- **Exercise task**
Render the part of the listing below as a numbered list, leaving out any blank lines. Begin at the line that contains "instance: [(55, 248)]" and stop after the line that contains "[(77, 383), (176, 384), (591, 376), (395, 386), (496, 385)]".

- **Source material**
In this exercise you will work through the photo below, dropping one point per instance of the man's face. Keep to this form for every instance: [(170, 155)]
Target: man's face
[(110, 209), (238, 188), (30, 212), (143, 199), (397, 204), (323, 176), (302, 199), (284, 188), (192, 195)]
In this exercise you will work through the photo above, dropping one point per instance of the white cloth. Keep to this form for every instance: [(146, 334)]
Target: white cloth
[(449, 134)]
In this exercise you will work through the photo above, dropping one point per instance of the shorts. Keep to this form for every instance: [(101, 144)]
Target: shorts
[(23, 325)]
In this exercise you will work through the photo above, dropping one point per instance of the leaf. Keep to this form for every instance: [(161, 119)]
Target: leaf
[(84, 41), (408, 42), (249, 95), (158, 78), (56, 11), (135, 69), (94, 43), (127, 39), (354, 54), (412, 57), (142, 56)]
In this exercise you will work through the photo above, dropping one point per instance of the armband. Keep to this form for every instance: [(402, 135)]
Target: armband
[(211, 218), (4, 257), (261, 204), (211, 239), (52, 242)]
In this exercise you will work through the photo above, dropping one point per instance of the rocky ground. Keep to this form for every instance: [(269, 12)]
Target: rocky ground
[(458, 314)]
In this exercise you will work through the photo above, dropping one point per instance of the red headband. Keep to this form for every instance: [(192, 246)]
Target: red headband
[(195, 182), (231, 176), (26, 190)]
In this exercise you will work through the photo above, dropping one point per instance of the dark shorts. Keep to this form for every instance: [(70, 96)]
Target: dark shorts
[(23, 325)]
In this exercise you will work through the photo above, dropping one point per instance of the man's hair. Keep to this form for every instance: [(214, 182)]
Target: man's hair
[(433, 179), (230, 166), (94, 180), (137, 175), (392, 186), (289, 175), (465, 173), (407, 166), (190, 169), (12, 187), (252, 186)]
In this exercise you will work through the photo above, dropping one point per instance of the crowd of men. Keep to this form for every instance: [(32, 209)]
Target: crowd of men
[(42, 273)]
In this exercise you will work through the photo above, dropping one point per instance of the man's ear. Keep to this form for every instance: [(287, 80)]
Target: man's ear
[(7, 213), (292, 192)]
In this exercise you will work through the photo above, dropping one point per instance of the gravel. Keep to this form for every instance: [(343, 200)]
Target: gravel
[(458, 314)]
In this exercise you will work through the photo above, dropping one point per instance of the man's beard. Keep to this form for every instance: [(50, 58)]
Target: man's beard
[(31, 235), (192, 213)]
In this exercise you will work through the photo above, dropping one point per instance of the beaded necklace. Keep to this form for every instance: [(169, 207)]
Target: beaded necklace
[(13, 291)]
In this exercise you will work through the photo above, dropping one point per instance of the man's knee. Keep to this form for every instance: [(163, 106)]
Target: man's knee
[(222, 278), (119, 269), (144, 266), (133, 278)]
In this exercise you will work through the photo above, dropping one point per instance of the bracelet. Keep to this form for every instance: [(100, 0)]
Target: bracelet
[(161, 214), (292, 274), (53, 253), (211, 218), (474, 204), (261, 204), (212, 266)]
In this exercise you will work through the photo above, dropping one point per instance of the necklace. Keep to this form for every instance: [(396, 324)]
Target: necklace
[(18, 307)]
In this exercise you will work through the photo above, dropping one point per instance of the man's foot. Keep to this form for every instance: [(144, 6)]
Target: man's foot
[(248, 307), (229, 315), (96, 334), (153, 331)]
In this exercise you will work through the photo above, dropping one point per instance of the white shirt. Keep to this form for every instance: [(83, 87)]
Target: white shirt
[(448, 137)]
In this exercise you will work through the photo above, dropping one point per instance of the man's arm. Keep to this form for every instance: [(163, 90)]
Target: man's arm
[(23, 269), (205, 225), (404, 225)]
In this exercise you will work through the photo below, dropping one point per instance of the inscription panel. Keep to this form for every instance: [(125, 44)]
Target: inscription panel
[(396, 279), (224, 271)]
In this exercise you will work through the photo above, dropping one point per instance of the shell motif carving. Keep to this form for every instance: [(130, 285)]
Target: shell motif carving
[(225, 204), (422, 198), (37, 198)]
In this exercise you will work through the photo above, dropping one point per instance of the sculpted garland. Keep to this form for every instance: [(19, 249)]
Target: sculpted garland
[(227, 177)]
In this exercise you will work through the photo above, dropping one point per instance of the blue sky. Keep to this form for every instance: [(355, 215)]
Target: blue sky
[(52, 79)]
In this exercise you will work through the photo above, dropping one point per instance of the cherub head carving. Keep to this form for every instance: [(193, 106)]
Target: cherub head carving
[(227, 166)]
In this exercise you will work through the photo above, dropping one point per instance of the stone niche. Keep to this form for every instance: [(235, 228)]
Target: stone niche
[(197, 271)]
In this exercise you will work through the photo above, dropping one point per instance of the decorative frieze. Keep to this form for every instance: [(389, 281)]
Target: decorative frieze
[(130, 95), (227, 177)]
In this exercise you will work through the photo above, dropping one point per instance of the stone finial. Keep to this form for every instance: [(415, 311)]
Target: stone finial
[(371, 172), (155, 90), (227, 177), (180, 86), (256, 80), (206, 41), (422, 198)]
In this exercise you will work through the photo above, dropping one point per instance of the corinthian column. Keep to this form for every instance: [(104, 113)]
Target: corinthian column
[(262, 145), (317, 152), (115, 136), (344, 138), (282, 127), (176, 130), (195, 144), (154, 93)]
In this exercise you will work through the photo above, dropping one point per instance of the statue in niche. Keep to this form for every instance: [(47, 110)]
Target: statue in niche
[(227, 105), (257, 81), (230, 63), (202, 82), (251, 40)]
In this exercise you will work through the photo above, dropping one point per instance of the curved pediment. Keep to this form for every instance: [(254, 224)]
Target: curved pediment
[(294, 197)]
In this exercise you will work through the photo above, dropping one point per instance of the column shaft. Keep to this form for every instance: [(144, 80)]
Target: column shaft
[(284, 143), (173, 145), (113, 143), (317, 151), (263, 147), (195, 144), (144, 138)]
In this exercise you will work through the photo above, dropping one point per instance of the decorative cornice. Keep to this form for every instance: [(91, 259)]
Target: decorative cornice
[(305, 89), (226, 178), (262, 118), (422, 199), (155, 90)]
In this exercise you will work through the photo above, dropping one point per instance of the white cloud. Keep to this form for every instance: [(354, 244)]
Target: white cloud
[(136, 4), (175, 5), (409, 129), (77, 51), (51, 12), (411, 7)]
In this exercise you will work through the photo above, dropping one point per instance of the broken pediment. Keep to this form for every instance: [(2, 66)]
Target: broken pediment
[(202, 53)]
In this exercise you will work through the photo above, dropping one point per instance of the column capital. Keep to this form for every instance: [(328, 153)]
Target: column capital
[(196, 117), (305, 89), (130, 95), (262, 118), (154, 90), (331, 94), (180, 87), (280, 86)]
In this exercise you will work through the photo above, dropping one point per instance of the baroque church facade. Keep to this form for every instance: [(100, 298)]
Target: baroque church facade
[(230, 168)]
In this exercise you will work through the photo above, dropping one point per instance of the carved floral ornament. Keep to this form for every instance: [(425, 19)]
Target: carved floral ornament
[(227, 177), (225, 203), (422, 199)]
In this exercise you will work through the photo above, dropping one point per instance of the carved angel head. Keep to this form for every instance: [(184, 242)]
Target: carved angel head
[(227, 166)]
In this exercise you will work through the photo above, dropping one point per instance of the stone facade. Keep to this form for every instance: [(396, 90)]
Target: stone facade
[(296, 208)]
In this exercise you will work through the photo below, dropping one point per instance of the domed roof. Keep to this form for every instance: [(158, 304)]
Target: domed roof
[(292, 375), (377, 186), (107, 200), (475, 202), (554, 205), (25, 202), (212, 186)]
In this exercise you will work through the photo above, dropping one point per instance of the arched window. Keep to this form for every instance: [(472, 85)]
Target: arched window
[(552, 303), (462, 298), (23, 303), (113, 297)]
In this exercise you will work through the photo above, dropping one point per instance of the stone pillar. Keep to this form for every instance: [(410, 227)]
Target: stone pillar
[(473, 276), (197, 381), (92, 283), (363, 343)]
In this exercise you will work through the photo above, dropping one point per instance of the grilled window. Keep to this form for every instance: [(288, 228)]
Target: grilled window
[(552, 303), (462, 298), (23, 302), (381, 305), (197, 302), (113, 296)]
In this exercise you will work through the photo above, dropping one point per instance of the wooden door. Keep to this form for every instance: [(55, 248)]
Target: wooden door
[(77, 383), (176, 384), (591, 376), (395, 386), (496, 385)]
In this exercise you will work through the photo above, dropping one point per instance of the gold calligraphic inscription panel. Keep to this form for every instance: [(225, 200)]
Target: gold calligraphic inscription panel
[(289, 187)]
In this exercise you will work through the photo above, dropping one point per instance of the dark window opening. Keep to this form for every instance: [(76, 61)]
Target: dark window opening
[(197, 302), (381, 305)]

- **Task solution**
1. In this exercise you will work through the photo above, dropping one point per instance of the wooden door. Keep to this form for every instance: [(55, 248)]
2. Target: wooden door
3. [(77, 383), (176, 384), (591, 376), (395, 386), (496, 385)]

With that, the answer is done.